Rewrite the data below as a numbered list, one line per number, and leave out any blank lines.

BEGIN Exercise data

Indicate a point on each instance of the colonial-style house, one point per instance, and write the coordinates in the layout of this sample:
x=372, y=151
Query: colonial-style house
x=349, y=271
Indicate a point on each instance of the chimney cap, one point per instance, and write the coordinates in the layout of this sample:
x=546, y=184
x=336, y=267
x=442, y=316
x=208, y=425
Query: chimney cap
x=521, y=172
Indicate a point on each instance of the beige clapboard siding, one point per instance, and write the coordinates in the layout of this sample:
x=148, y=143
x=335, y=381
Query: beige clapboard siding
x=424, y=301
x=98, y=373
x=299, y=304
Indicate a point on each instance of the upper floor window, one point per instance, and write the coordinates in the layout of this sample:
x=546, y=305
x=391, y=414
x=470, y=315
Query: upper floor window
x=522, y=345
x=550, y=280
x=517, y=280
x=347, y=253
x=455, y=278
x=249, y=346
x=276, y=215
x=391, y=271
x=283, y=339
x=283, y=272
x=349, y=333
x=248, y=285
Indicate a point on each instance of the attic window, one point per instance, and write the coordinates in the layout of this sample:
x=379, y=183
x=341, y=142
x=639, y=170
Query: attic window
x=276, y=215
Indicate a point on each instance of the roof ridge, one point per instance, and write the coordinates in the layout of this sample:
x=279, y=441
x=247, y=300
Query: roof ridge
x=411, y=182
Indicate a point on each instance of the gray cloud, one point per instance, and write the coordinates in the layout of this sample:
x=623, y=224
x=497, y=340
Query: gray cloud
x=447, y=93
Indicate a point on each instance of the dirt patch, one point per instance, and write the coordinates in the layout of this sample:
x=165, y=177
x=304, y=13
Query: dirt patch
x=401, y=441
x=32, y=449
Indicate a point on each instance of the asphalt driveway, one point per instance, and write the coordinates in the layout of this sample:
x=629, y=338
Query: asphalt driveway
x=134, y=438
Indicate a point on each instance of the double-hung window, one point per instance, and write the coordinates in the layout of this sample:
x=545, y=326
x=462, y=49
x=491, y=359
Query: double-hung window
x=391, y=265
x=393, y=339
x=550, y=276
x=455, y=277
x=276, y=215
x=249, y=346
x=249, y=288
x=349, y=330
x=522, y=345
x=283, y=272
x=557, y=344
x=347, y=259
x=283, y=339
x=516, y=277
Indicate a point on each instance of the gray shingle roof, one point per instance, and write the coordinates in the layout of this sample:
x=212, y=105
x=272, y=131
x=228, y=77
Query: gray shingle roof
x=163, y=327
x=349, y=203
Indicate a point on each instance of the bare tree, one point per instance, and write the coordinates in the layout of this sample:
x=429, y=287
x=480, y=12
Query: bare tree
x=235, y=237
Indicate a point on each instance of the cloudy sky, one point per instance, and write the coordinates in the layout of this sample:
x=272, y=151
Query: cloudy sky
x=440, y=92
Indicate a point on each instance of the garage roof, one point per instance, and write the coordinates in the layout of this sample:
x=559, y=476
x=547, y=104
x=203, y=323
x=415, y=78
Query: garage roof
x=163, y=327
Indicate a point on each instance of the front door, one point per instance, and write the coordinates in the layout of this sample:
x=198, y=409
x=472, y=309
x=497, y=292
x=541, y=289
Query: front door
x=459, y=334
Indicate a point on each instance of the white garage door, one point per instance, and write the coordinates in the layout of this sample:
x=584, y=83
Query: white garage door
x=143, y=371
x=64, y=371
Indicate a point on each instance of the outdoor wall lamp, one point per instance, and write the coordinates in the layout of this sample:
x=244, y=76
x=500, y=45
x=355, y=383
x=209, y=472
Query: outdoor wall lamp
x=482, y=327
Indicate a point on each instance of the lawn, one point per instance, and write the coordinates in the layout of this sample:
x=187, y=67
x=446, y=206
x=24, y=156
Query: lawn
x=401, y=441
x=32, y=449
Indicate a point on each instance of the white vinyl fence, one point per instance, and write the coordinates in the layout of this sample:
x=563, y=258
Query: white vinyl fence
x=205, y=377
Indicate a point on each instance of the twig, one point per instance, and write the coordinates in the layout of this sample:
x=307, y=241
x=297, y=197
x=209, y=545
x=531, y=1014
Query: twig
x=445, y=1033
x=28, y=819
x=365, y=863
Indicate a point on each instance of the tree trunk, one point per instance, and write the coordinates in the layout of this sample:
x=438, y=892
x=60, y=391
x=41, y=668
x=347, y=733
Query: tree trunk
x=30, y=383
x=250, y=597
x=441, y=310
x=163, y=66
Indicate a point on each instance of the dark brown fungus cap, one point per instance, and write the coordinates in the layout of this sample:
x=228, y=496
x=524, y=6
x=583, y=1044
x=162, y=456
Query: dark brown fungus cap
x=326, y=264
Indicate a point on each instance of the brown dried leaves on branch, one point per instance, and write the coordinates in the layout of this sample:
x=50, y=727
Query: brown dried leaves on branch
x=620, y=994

END Exercise data

Full response
1. Indicate a point on each instance of the colonial-style house, one point per instance, and write the coordinates in the layout of this sample:
2. x=372, y=151
3. Query: colonial-style house
4. x=349, y=271
5. Indicate a point on each instance of the chimney cap, one point per instance, and write the coordinates in the layout of this sample:
6. x=546, y=184
7. x=336, y=267
8. x=442, y=316
9. x=208, y=425
10. Query: chimney cap
11. x=521, y=172
12. Indicate a point on each instance of the beige clapboard siding, one point per instance, and write the coordinates in the layout of this sample:
13. x=148, y=143
14. x=335, y=381
15. Query: beige clapboard siding
16. x=424, y=301
17. x=98, y=373
18. x=299, y=304
19. Indicate a point on each instance of the upper floor window, one point per instance, and write the coordinates in the layout of this sample:
20. x=546, y=305
21. x=391, y=414
22. x=470, y=315
23. Query: upper floor window
24. x=522, y=345
25. x=550, y=280
26. x=517, y=280
27. x=347, y=253
28. x=455, y=278
29. x=249, y=346
30. x=276, y=215
31. x=391, y=271
32. x=283, y=339
33. x=283, y=272
34. x=349, y=333
35. x=248, y=285
36. Indicate a point on each instance of the attic window, one point per instance, and write the coordinates in the layout of this sample:
37. x=379, y=183
38. x=341, y=142
39. x=639, y=170
40. Query: attic window
41. x=276, y=215
42. Indicate a point on each instance of the roof ridge, one point per instance, and write the coordinates in the layout of this sample:
43. x=279, y=441
44. x=247, y=300
45. Query: roof ridge
46. x=411, y=182
47. Indicate a point on each instance of the gray cloud, one point per instance, and write the coordinates in the layout of this sample:
48. x=623, y=224
49. x=497, y=340
50. Query: gray cloud
51. x=447, y=93
52. Indicate a point on each instance of the dirt patch, one point per instance, and write the coordinates in the layout of this sample:
53. x=165, y=177
54. x=304, y=13
55. Query: dirt patch
56. x=401, y=441
57. x=32, y=449
58. Indicate a point on each instance of the asphalt driveway, one point per instance, and write the coordinates in the layout of this sample:
59. x=629, y=338
60. Query: asphalt driveway
61. x=134, y=438
62. Indicate a point on each instance of the double-hung window, one point per instance, and write the coordinates in the layout of this sample:
63. x=545, y=326
64. x=462, y=49
65. x=491, y=359
66. Query: double-hung window
67. x=391, y=265
68. x=393, y=339
69. x=550, y=276
70. x=455, y=277
71. x=276, y=215
72. x=249, y=346
73. x=249, y=288
74. x=349, y=330
75. x=522, y=345
76. x=283, y=272
77. x=557, y=344
78. x=347, y=259
79. x=283, y=339
80. x=516, y=277
81. Indicate a point on each instance of the gray shingle roof, one point per instance, and write the coordinates in the layout of this sample:
82. x=212, y=105
83. x=272, y=131
84. x=228, y=77
85. Query: gray shingle roof
86. x=163, y=327
87. x=349, y=203
88. Indicate a point on each instance of the bare tree, one point per instance, and write the coordinates in the layout of this sample:
89. x=429, y=287
90. x=480, y=12
91. Query: bare tree
92. x=235, y=237
93. Indicate a point on each instance of the cloudy sky, one point per instance, and write the coordinates in the layout of this sample:
94. x=272, y=151
95. Query: cloudy sky
96. x=440, y=92
97. Indicate a point on each instance of the garage roof, one point per instance, and write the coordinates in the layout of this sample:
98. x=559, y=476
99. x=547, y=104
100. x=203, y=323
101. x=415, y=78
102. Query: garage roof
103. x=163, y=327
104. Indicate a point on each instance of the front door, one point per instance, and write the coordinates in the layout of this sample:
105. x=198, y=409
106. x=472, y=309
107. x=497, y=292
108. x=541, y=289
109. Query: front door
110. x=459, y=334
111. Indicate a point on each instance of the white garage door, one point per instance, and write the coordinates in the layout of this sample:
112. x=584, y=83
113. Query: white garage door
114. x=143, y=371
115. x=64, y=371
116. Indicate a point on each instance of the outdoor wall lamp, one point per instance, and write the coordinates in the layout of this sample:
117. x=244, y=76
118. x=500, y=45
119. x=355, y=383
120. x=209, y=472
121. Query: outdoor wall lamp
122. x=482, y=327
123. Indicate a point on each instance of the lawn, one point per instance, and write the coordinates in the layout of this sample:
124. x=187, y=67
125. x=446, y=206
126. x=24, y=156
127. Query: lawn
128. x=401, y=441
129. x=32, y=449
130. Indicate a point on each instance of the white vinyl fence, one point per instance, and write the coordinates in the layout of this sample:
131. x=563, y=258
132. Query: white vinyl fence
133. x=205, y=377
134. Indicate a point on each instance of the twig, one point per instance, and write the coordinates in the layout of this sample:
135. x=307, y=241
136. x=297, y=197
137. x=209, y=545
138. x=531, y=1014
139. Query: twig
140. x=445, y=1033
141. x=28, y=819
142. x=365, y=863
143. Indicate a point on each instance of the tree trunk, one point per instance, and write the coordinates in the layout of this sample:
144. x=438, y=892
145. x=60, y=391
146. x=41, y=668
147. x=347, y=733
148. Query: tree trunk
149. x=30, y=383
150. x=250, y=597
151. x=441, y=310
152. x=163, y=66
153. Indicate a point on each instance of the dark brown fungus cap, one point per instance, and write the coordinates in the layout of this sample:
154. x=228, y=496
155. x=524, y=6
156. x=583, y=1044
157. x=162, y=456
158. Query: dark brown fungus cap
159. x=326, y=264
160. Indicate a point on each instance of the brown dried leaves on branch, one point per instance, and write the coordinates in the layout of this sample:
161. x=50, y=727
162. Query: brown dried leaves on branch
163. x=620, y=994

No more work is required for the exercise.